— begin —
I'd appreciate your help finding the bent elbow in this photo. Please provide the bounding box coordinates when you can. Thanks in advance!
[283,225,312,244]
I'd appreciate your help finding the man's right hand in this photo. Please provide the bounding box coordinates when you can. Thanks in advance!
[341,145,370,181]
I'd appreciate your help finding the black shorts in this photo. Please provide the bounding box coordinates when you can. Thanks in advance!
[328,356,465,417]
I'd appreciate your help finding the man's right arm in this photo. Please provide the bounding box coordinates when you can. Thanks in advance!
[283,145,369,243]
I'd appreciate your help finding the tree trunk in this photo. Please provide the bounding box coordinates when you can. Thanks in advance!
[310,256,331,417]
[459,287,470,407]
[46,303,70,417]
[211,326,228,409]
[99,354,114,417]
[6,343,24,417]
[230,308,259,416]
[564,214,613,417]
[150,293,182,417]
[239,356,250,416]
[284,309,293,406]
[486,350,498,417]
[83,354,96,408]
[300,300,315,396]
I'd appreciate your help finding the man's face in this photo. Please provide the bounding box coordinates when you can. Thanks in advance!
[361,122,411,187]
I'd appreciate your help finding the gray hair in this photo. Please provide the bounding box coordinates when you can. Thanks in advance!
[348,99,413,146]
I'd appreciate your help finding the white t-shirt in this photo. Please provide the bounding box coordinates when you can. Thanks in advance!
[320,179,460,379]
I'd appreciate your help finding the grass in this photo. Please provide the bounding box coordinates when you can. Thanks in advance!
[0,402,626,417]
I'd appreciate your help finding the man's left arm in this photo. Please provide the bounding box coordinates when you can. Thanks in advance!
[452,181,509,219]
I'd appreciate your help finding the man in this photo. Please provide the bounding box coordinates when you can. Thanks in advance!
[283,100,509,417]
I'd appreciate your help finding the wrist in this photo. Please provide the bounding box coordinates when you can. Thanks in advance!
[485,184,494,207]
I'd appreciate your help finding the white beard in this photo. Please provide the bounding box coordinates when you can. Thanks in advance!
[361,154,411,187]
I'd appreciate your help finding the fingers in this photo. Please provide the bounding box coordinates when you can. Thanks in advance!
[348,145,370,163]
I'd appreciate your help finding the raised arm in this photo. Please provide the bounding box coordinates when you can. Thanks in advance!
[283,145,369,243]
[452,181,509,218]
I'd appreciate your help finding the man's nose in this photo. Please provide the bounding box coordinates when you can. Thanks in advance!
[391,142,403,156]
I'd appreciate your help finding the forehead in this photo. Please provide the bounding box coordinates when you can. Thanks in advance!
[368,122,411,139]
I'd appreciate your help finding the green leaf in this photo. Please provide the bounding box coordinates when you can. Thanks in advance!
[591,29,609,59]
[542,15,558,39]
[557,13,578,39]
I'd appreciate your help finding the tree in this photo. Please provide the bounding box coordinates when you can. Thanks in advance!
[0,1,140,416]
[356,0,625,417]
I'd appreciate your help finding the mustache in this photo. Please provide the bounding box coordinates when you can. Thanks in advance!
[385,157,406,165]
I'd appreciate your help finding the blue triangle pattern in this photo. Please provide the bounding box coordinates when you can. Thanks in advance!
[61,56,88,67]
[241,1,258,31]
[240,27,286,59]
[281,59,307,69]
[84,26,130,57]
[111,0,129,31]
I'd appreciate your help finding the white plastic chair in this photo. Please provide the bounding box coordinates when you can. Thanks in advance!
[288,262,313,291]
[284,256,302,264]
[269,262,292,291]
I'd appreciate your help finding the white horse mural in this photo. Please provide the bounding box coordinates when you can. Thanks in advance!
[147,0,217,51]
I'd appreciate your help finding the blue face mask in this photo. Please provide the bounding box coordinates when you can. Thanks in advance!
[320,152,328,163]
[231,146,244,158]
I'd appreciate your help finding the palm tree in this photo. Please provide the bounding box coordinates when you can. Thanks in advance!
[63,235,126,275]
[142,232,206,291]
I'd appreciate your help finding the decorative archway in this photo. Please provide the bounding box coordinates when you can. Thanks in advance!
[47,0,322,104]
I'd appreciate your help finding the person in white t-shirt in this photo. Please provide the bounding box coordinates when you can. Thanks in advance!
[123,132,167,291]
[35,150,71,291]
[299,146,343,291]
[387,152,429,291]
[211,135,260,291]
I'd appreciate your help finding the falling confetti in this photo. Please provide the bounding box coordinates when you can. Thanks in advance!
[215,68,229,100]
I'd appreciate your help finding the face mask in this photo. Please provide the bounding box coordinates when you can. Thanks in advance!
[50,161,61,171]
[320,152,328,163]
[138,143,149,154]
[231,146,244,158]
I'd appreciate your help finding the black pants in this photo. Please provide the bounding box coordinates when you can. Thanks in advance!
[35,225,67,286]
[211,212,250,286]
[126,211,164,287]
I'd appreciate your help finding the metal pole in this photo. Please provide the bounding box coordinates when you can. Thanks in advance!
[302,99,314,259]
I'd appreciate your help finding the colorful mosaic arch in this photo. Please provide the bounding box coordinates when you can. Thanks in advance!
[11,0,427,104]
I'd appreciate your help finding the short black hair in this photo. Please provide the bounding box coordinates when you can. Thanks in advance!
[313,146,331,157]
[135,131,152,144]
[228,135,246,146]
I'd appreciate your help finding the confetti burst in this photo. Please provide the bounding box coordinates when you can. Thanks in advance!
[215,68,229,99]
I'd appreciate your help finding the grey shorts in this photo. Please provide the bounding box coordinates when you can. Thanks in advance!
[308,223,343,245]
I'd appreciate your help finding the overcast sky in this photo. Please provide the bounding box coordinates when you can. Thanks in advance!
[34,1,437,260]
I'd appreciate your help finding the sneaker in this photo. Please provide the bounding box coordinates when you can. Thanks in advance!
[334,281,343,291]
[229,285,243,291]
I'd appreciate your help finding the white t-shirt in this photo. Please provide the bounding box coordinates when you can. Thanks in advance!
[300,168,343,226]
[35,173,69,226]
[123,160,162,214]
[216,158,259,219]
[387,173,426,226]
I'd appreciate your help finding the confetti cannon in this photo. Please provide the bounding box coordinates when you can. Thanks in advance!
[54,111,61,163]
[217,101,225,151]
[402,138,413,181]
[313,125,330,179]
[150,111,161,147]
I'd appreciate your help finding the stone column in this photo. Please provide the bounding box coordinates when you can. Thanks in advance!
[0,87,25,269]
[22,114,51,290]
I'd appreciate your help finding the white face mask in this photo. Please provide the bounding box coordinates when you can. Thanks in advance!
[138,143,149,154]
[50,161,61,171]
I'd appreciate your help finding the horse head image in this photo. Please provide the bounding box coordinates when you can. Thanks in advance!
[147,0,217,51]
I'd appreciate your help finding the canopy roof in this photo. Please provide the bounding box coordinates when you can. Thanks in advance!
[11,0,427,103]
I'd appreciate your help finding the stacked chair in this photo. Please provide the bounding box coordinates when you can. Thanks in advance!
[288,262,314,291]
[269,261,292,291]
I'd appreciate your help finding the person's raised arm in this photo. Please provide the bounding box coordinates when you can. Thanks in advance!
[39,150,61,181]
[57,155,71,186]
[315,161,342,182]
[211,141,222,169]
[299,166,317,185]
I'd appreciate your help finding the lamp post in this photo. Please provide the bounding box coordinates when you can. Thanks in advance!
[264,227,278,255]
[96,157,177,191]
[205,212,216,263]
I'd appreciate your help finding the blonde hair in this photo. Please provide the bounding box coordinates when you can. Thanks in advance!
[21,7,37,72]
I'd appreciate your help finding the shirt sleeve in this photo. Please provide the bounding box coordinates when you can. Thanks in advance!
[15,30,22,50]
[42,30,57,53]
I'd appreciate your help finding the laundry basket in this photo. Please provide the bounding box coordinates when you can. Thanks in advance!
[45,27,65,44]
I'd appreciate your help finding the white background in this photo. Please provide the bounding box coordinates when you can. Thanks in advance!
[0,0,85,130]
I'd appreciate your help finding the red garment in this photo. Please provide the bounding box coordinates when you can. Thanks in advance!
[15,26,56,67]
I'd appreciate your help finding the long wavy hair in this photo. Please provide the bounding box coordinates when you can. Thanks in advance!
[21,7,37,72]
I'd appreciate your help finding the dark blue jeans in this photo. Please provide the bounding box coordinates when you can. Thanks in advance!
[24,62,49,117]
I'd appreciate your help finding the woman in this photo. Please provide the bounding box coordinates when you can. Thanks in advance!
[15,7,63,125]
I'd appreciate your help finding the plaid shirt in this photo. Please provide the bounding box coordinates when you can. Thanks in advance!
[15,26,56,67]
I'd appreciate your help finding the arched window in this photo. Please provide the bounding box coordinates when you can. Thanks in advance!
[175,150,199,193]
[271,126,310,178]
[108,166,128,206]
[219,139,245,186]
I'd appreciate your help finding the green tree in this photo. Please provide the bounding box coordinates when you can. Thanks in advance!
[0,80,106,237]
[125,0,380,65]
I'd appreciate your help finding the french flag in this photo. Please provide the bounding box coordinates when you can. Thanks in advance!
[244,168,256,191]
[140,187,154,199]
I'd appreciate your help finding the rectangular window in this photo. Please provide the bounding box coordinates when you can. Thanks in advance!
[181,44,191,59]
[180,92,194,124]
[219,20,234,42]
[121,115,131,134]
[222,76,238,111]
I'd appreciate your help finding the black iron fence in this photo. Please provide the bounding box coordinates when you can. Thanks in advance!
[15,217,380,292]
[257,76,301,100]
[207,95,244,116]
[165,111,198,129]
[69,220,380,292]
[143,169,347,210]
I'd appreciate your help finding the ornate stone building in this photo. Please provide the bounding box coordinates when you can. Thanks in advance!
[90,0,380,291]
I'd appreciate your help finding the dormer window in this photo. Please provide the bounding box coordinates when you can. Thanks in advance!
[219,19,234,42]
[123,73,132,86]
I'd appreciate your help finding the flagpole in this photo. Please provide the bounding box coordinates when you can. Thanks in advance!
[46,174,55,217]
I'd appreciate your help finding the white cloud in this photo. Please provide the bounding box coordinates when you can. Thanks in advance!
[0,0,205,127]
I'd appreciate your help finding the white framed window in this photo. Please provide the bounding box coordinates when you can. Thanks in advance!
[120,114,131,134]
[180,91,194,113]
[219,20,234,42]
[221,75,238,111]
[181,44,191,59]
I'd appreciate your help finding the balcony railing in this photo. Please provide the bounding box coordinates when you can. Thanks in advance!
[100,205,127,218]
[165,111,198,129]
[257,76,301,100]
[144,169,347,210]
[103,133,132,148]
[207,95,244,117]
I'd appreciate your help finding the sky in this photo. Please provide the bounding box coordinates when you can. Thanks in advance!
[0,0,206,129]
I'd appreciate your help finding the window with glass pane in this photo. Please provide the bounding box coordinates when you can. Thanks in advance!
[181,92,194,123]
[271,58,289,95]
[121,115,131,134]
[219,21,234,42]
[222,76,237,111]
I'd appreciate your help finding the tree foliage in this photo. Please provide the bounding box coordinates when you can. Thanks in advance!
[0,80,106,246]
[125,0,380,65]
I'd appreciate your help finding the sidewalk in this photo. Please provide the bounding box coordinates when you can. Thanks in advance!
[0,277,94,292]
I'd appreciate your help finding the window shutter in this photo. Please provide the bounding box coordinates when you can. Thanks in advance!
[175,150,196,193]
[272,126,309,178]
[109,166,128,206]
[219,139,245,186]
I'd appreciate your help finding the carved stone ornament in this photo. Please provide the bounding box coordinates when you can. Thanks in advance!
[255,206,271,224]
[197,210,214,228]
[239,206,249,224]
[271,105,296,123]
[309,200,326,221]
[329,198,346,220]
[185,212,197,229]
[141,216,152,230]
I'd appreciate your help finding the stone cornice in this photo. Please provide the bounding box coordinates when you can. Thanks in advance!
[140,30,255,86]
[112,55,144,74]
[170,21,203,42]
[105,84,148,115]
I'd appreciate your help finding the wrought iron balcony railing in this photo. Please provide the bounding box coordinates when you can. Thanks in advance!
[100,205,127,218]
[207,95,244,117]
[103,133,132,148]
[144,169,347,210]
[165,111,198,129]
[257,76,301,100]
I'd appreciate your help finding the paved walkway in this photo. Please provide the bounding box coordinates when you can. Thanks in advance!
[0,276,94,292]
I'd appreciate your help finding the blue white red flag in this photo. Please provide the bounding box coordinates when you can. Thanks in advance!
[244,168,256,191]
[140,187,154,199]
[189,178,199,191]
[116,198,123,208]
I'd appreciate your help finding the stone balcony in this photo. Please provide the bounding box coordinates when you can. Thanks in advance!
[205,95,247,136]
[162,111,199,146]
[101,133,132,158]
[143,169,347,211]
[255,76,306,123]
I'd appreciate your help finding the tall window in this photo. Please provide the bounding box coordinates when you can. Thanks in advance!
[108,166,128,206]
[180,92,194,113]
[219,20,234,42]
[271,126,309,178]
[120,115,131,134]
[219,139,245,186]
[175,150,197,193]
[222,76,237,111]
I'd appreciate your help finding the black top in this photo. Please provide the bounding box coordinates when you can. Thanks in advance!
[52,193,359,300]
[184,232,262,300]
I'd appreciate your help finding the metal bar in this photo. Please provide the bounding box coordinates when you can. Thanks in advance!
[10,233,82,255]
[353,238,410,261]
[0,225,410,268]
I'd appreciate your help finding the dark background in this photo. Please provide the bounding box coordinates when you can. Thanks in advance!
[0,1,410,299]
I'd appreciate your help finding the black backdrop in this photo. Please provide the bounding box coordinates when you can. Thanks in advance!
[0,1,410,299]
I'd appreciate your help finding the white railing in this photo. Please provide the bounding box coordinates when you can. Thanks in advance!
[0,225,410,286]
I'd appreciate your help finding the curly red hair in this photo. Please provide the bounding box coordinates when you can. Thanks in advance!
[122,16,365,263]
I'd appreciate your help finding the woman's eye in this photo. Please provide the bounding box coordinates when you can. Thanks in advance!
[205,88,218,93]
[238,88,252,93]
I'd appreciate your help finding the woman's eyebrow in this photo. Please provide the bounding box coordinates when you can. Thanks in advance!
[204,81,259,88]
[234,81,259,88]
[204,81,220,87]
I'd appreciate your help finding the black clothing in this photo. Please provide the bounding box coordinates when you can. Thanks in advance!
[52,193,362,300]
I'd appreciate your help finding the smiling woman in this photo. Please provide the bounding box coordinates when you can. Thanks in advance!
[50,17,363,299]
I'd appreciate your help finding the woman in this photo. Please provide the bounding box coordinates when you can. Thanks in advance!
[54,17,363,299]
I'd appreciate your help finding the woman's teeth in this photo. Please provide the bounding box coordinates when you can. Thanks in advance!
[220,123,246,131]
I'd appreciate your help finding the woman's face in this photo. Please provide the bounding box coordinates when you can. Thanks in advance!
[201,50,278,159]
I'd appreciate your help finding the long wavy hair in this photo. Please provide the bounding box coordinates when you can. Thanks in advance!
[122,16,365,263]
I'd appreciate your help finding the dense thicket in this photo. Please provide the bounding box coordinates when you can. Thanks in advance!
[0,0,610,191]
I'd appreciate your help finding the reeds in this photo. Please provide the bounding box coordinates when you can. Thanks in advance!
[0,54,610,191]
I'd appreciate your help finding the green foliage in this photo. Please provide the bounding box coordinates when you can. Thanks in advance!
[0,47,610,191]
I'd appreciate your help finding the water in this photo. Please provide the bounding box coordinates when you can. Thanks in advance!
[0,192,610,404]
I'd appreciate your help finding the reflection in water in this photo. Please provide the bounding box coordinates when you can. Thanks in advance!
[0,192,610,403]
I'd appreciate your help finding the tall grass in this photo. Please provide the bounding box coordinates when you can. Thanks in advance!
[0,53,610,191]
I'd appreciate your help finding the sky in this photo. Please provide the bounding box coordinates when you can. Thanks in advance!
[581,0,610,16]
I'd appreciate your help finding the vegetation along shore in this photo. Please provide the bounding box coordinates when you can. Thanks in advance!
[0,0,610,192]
— end —
## Work to do
Copy the lines above verbatim, from the one containing "I'd appreciate your help finding the tree foliage" through the one containing "[0,277,94,292]", including both of those lines.

## Result
I'd appreciate your help finding the tree foliage in this photo. Please provide the bounding box coordinates when you can. Thanks in advance!
[0,80,106,246]
[125,0,380,65]
I'd appreciate your help finding the sidewalk in this photo. Please provide the bounding box coordinates when you can. Thanks in advance!
[0,277,94,292]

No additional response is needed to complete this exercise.